* **Source text**:

With excitement around Adele’s first new album in six years driving its debut single, “Easy On Me,” to the top of the Billboard Hot 100 chart, fans have also been flocking to her catalog at an unprecedented volume. That’s particularly good news for XL, the independent label that first signed the U.K. star 15 years ago and has now reclaimed rights to her old albums in the U.S. after licensing them to Sony early on.
This week, Adele joined the exclusive club of superstars including Taylor Swift, Drake, BTS and Ariana Grande to launch a new album cycle in the past year with a No. 1 single. With its release on Oct. 15, her piano ballad, “Easy On Me,” scored lofty streaming numbers to top the Hot 100, becoming her fifth No. 1 single ahead of her fourth studio album, 30.
Yet Adele’s blockbuster return has been different than her peers’ major debuts in one significant way: her one new song is causing all her older songs — yes, all of them — to dramatically surge on streaming platforms as well.

* **Listed entries**:
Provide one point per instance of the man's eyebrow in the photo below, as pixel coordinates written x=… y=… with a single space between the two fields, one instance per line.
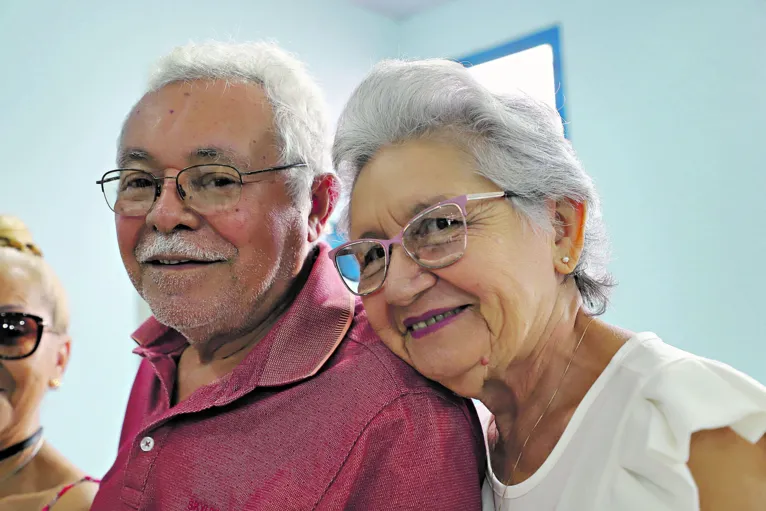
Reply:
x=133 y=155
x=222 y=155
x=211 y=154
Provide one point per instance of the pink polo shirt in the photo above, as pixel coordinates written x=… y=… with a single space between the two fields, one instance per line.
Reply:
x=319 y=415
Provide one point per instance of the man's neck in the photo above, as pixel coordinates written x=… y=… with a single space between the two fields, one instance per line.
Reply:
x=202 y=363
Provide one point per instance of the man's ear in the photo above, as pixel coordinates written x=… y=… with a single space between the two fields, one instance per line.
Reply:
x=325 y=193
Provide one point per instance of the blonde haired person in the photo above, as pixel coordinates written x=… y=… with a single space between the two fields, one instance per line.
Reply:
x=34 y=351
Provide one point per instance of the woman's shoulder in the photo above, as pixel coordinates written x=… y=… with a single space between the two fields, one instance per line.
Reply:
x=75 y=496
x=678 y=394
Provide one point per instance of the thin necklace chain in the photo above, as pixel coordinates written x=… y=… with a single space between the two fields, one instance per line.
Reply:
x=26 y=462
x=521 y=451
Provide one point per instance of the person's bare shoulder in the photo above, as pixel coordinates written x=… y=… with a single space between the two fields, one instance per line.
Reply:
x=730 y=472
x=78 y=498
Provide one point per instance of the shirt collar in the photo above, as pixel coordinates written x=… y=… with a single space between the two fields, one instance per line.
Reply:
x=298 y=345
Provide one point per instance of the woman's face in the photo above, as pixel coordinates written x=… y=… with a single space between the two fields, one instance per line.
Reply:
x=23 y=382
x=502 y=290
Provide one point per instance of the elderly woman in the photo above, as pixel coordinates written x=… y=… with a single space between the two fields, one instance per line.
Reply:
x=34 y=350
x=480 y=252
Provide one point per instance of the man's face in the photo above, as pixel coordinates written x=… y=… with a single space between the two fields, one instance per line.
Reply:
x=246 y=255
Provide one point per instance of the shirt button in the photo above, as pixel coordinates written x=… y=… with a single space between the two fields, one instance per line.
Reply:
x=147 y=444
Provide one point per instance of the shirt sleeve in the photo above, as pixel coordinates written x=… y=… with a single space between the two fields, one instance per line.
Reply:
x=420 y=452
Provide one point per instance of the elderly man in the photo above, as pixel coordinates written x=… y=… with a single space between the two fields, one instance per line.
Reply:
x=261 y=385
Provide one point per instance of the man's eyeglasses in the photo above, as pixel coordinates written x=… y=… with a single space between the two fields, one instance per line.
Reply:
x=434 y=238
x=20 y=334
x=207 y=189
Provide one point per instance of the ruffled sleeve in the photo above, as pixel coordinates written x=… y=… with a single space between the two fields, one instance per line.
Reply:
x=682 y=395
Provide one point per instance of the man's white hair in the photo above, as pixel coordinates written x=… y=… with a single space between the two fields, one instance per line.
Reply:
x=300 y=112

* **What you should do**: Please translate this sentence from the Adele article above into Spanish: "Yet Adele’s blockbuster return has been different than her peers’ major debuts in one significant way: her one new song is causing all her older songs — yes, all of them — to dramatically surge on streaming platforms as well."

* **Response**: Sin embargo, el exitoso regreso de Adele ha sido distinto de los grandes debuts de sus colegas en un aspecto importante: su única canción nueva está haciendo que todas sus canciones anteriores —sí, todas ellas— también se disparen de forma espectacular en las plataformas de streaming.